## Instructions to follow:
Write out the lines starting at the one that holds "Per the spec, this vision system identifies the tree" and ending with the final line of the data, exactly and with no others.

Data records
+ + +

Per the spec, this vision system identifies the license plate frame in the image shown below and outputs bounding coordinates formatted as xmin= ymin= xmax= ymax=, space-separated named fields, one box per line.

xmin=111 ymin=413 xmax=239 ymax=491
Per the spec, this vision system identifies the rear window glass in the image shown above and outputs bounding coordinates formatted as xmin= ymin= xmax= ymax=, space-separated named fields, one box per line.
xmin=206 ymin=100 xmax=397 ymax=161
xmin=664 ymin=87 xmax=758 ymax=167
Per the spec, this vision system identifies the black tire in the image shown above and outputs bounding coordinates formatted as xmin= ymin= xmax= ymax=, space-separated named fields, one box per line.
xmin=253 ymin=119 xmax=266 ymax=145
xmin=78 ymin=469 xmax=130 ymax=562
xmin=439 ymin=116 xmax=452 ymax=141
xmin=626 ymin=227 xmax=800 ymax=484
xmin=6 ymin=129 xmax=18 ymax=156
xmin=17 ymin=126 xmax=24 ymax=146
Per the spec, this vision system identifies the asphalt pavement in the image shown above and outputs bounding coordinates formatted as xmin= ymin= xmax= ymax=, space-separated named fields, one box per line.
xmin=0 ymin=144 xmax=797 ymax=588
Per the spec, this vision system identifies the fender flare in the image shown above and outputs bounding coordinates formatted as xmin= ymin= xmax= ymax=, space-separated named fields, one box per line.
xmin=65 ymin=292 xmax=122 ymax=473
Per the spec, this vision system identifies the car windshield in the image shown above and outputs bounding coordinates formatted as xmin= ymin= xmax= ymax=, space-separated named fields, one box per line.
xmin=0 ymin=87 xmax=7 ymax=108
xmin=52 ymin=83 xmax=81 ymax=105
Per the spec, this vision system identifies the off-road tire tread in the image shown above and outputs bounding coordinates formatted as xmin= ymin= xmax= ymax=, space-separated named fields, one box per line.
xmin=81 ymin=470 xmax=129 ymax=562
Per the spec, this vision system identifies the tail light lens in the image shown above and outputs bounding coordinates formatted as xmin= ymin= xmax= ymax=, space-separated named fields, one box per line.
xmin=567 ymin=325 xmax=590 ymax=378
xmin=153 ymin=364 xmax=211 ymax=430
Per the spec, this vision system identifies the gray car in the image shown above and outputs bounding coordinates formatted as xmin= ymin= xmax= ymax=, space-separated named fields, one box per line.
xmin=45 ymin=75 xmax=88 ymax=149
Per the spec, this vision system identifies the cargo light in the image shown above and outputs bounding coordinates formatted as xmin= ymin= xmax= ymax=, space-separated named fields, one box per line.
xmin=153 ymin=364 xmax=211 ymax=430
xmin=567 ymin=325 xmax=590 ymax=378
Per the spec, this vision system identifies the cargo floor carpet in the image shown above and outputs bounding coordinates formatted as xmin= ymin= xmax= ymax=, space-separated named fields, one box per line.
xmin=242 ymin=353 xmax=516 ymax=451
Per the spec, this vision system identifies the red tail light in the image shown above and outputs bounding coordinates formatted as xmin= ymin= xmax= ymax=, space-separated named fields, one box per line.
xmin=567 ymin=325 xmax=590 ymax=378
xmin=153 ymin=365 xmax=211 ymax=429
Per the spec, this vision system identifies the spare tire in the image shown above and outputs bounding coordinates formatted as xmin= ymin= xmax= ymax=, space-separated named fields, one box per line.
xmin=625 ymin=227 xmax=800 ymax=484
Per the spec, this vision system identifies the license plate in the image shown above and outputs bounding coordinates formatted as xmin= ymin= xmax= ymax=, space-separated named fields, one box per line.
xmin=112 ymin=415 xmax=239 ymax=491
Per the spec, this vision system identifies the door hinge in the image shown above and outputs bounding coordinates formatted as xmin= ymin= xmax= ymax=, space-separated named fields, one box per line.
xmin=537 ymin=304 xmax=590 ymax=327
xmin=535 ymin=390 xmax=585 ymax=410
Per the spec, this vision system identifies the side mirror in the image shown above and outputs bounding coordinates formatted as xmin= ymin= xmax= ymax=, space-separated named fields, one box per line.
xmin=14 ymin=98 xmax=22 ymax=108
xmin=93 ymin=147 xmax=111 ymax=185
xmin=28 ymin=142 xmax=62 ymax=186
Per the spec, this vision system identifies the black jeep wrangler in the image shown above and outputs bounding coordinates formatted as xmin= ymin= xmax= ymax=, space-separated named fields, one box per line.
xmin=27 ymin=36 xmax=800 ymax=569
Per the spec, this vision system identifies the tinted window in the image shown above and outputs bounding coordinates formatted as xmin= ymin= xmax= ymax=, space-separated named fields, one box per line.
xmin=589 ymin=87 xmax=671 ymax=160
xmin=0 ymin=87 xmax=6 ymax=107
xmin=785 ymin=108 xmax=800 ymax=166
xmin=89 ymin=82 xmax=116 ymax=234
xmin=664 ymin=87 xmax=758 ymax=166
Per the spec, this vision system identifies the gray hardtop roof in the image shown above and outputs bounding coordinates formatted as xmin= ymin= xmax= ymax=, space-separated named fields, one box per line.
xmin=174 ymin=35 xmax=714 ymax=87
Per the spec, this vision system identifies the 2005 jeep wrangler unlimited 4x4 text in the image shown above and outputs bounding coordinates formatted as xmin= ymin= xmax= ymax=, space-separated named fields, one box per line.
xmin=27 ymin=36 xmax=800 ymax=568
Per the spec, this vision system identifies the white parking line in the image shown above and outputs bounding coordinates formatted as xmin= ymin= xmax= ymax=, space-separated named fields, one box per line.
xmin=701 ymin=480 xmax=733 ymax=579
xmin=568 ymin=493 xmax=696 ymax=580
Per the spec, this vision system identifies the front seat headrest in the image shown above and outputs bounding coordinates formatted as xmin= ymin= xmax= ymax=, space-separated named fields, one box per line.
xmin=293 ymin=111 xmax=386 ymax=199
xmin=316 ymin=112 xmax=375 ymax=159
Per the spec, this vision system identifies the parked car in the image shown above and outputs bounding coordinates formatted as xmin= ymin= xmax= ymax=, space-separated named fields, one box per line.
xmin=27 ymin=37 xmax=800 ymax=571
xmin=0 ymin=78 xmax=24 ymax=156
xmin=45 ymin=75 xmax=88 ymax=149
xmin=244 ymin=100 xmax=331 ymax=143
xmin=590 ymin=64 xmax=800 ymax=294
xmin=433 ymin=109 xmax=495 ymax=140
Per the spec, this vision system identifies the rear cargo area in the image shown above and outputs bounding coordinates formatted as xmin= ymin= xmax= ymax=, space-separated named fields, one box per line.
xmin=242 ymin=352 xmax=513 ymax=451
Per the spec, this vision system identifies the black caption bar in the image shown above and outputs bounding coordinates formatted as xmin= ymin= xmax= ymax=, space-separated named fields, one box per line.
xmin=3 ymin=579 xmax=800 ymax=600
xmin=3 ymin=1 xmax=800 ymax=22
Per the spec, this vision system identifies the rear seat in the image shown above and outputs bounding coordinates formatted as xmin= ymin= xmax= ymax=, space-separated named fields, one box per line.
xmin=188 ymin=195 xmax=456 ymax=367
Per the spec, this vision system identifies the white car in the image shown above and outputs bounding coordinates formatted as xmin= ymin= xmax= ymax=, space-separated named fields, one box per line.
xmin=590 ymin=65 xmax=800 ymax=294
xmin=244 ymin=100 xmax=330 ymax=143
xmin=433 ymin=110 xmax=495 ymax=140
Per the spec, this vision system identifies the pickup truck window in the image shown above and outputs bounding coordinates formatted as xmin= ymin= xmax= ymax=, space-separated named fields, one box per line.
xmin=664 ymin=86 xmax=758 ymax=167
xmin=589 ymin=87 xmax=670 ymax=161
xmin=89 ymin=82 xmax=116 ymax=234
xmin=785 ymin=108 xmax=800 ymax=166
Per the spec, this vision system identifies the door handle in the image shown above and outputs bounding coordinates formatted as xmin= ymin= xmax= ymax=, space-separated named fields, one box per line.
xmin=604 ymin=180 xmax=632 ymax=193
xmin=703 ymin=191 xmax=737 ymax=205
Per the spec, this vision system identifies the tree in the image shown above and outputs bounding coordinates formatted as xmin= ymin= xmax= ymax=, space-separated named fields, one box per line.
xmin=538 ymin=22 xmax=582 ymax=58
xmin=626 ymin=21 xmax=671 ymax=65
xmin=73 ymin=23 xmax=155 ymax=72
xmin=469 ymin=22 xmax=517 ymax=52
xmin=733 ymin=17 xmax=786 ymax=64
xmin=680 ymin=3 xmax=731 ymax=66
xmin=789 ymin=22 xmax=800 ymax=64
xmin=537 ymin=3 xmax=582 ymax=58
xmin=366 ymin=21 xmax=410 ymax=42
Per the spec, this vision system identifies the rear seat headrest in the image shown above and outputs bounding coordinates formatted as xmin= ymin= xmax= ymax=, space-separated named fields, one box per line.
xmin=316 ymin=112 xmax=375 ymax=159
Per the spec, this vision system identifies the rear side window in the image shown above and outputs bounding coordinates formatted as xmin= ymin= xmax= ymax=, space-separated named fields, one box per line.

+ + +

## Answer to this task:
Per the spec, this vision system identifies the tree in the image shown above and outputs bounding coordinates formatted as xmin= ymin= xmax= ymax=, space-separated named fields, one box per line.
xmin=538 ymin=22 xmax=582 ymax=58
xmin=626 ymin=21 xmax=671 ymax=65
xmin=73 ymin=23 xmax=155 ymax=72
xmin=469 ymin=22 xmax=517 ymax=52
xmin=733 ymin=17 xmax=786 ymax=64
xmin=680 ymin=3 xmax=731 ymax=66
xmin=789 ymin=22 xmax=800 ymax=64
xmin=537 ymin=3 xmax=582 ymax=58
xmin=366 ymin=21 xmax=410 ymax=42
Per the spec, this vision system identifies the rear seat headrest in the image shown above and outputs bounding coordinates formatted as xmin= ymin= xmax= ymax=, space-separated named fields, one box per line.
xmin=316 ymin=112 xmax=375 ymax=159
Per the spec, this vision system identifies the rear side window in the image shown above and outputs bounding coordinates formatted as xmin= ymin= xmax= ymax=, space-separated named fields, one box per line.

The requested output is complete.